**Required work**: Reproduce the lines of the data below word for word, starting with the first line and going on through the line with "column 773, row 649".

Source data
══════

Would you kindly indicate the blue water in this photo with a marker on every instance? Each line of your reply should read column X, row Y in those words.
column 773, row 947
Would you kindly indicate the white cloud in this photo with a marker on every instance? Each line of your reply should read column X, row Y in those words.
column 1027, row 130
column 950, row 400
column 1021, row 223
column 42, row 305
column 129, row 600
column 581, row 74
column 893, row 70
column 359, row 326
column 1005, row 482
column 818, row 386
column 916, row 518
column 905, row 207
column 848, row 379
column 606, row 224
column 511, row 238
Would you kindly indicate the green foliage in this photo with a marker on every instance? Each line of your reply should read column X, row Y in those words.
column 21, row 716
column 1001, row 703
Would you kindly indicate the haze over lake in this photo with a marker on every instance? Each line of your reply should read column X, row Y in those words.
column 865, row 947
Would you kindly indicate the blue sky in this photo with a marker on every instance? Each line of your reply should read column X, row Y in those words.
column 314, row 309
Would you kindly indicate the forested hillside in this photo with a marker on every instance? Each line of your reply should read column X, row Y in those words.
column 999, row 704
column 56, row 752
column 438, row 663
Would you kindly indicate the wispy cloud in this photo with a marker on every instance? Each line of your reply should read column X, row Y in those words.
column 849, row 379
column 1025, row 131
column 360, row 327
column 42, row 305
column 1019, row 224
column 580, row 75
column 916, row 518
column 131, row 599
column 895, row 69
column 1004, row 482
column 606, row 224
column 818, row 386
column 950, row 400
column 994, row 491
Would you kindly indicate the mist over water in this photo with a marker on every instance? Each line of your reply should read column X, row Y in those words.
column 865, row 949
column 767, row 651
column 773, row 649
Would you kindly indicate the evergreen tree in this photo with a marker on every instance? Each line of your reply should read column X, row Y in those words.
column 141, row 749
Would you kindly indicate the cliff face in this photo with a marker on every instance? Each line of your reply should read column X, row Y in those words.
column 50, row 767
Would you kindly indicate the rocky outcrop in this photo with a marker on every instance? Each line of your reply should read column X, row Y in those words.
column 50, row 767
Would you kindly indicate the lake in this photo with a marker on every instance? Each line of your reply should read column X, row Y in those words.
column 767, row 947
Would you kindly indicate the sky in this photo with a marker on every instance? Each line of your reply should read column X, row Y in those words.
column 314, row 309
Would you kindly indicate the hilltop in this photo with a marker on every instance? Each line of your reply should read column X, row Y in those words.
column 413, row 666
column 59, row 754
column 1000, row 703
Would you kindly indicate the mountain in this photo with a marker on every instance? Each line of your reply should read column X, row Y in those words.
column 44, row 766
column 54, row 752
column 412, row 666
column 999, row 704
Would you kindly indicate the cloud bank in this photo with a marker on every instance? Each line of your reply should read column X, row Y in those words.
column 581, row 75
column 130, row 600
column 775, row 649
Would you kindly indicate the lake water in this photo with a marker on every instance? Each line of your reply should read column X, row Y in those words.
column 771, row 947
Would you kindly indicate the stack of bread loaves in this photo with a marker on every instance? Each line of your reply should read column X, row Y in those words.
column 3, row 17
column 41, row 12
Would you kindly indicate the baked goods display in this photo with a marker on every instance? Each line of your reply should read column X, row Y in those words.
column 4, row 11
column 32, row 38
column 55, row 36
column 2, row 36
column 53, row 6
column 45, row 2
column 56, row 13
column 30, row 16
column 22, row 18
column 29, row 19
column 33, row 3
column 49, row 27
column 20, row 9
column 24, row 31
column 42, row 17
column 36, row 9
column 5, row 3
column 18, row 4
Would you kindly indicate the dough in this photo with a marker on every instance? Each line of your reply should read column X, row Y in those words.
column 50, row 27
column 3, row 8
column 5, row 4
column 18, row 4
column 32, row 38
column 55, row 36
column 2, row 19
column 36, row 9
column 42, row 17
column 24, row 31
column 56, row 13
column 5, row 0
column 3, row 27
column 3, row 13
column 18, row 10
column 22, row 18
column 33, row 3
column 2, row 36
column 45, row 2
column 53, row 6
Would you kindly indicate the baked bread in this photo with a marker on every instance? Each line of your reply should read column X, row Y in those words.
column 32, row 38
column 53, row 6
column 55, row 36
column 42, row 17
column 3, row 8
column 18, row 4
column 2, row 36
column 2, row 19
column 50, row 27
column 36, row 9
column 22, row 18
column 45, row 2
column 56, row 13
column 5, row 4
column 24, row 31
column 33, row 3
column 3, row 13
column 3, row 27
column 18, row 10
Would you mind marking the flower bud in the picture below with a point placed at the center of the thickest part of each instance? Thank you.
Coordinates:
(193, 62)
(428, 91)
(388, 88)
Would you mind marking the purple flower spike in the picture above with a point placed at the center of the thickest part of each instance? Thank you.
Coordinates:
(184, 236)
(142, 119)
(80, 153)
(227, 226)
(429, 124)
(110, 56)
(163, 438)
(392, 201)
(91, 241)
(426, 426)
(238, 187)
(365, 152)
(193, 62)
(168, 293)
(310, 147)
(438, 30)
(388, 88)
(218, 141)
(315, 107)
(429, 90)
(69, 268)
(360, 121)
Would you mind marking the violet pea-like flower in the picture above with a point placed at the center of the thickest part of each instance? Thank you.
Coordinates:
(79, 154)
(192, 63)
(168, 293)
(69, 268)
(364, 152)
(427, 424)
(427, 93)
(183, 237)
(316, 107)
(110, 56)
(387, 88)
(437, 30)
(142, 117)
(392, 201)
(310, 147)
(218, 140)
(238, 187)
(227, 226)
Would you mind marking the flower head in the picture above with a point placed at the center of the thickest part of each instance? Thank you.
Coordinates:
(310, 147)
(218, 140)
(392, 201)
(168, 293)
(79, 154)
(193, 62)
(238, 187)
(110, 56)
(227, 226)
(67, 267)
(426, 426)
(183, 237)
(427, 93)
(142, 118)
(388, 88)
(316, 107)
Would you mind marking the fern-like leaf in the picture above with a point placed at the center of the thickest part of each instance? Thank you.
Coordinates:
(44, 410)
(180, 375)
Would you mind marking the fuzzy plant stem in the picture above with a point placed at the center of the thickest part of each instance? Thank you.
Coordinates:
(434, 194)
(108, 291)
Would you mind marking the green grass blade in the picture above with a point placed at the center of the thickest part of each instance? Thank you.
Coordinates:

══════

**Reply**:
Would you kindly indicate the blue water in this photo with a marker on every instance? Each line of your reply should read column X, row Y in those words.
column 773, row 947
Would you kindly indicate the white cloud in this photo with a marker on every instance? Each line of your reply should read column X, row Y in those words.
column 1027, row 130
column 950, row 400
column 1021, row 223
column 42, row 305
column 129, row 600
column 581, row 74
column 893, row 70
column 359, row 326
column 1005, row 482
column 818, row 386
column 916, row 518
column 905, row 207
column 848, row 379
column 606, row 224
column 511, row 238
Would you kindly indicate the green foliage in this photo with a marker on every instance? Each line of your reply should read column X, row Y in those words.
column 21, row 716
column 1001, row 703
Would you kindly indicate the haze over lake in this photo with a marker on every instance? Each line of your reply should read column X, row Y in those words.
column 865, row 947
Would you kindly indicate the blue sky in this photo with a marker on every instance? Each line of your reply should read column X, row Y in those words.
column 314, row 309
Would you kindly indicate the forested hillside in this photo with a marker on every instance? Each line of your reply should read column X, row Y in those words.
column 999, row 704
column 56, row 752
column 438, row 663
Would you kindly indicate the wispy cloud in this photo with a marker on every instance? Each line of your reply should read column X, row Y in those words.
column 849, row 379
column 1025, row 131
column 360, row 327
column 42, row 305
column 1019, row 224
column 580, row 75
column 916, row 518
column 131, row 599
column 895, row 69
column 1004, row 482
column 606, row 224
column 818, row 386
column 950, row 400
column 994, row 491
Would you kindly indicate the mist over water in this photo with a marker on every instance? Each line of your reply should read column X, row Y in those words.
column 865, row 949
column 767, row 651
column 773, row 649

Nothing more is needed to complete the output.